## What to do
Reproduce the lines of the records below without any change, starting at the line that contains "Tag the sky" and ending after the line that contains "point(1157, 210)".

>> START Supplied entries

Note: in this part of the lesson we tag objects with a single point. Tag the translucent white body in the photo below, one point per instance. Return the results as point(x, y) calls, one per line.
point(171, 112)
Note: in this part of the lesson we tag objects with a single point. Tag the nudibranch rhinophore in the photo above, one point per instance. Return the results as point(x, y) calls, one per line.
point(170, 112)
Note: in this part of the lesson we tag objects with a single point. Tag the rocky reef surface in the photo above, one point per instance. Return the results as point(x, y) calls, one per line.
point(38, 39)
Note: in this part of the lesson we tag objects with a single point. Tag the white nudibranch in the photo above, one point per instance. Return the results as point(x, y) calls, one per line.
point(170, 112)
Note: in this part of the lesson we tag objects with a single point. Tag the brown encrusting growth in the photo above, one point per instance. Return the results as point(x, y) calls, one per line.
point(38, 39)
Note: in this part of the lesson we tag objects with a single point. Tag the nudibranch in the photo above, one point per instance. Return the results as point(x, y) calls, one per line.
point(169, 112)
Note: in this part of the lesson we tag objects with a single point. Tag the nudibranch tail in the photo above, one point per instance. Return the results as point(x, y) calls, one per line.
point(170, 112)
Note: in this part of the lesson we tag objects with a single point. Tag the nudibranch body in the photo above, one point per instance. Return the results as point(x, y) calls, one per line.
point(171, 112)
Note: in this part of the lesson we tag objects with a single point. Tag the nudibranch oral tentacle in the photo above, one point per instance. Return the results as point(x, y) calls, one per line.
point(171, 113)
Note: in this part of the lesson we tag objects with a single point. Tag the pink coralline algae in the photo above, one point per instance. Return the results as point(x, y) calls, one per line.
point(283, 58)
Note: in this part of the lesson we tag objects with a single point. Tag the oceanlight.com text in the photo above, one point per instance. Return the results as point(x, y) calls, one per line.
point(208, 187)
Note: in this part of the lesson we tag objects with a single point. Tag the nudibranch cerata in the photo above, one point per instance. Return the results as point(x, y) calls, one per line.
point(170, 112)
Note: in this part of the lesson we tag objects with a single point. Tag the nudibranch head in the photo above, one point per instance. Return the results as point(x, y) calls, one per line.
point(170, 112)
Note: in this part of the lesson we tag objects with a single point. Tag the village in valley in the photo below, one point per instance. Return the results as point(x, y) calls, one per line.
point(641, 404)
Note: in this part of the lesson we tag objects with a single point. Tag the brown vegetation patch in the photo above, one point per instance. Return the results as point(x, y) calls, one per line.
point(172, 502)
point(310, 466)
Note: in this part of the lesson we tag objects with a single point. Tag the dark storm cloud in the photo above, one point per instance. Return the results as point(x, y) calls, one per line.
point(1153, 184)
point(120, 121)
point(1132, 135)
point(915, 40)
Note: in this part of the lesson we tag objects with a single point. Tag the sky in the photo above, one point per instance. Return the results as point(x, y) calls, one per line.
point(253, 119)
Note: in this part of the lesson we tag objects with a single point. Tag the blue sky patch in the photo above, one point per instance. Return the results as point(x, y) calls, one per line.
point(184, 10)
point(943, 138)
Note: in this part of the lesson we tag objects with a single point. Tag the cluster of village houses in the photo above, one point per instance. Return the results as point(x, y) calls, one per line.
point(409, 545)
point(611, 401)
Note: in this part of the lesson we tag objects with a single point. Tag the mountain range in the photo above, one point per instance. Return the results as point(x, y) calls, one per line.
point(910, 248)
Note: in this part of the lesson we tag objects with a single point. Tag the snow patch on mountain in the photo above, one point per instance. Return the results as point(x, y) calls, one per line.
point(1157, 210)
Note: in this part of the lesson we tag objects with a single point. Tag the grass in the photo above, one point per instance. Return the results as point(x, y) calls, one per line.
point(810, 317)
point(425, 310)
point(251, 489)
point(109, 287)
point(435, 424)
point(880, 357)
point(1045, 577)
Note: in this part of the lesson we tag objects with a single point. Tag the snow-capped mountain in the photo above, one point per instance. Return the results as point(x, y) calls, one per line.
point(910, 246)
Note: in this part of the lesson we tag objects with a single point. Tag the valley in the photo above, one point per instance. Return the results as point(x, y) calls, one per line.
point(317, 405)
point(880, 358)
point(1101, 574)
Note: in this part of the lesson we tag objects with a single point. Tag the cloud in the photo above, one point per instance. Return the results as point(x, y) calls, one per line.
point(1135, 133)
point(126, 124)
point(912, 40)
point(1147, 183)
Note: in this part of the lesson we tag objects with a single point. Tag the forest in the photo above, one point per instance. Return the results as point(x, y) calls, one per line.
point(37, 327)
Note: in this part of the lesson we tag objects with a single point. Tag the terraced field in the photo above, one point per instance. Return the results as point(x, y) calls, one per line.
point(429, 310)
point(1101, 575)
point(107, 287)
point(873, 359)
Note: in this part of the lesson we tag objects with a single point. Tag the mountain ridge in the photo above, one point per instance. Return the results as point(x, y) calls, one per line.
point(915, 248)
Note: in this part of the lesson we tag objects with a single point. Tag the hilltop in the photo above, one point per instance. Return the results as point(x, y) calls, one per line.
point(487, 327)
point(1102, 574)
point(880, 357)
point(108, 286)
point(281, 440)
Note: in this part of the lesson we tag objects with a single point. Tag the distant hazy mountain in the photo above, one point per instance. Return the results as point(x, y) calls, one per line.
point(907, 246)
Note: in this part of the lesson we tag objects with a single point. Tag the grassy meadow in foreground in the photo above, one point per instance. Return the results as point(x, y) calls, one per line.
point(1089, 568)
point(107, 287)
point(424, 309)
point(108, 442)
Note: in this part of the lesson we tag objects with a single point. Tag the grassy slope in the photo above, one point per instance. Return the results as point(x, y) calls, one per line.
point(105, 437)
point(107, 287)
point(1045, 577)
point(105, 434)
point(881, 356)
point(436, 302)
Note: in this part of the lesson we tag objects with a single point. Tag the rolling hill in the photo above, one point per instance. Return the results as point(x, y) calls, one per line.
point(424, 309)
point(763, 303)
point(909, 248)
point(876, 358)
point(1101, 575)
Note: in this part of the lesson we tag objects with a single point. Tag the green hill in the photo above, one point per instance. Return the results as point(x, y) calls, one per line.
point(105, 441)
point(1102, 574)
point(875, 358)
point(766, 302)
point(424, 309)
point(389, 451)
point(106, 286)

>> END Supplied entries

## Problem solution
Note: in this part of the lesson we tag objects with a single point. Tag the sky in the photo above, one point per instance. Return the results as point(x, y) calls, one per line.
point(253, 119)
Note: in this part of the lesson we tag objects with a single point. Tag the blue sky patch in the photo above, one point per instance. Return the results as point(x, y) calls, one per line.
point(184, 10)
point(943, 138)
Note: in this part of the lesson we tag objects with a single point. Tag the cluster of village houses in the photo above, one point per instance. Return the results as point(x, y) calls, one per line.
point(409, 545)
point(611, 401)
Note: in this part of the lesson we tag objects with a single point. Tag the mountain range in the photo above, one point per instance. Return the results as point(x, y) calls, one per line.
point(910, 248)
Note: in this part of the lesson we tag objects with a single point. Tag the snow patch on mountain in the photo above, one point per instance. Return the results as point(x, y) calls, one per line.
point(1157, 210)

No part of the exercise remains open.